* start Given records *

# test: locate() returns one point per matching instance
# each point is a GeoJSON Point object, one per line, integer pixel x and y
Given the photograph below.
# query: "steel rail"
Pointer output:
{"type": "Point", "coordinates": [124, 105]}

* end Given records *

Exercise brief:
Reproduce all of the lines above, character for character, with no changes.

Output of the exercise:
# test: locate() returns one point per matching instance
# each point is a GeoJSON Point object, one per line, integer pixel x and y
Given the photograph below.
# query: "steel rail"
Pointer output:
{"type": "Point", "coordinates": [124, 105]}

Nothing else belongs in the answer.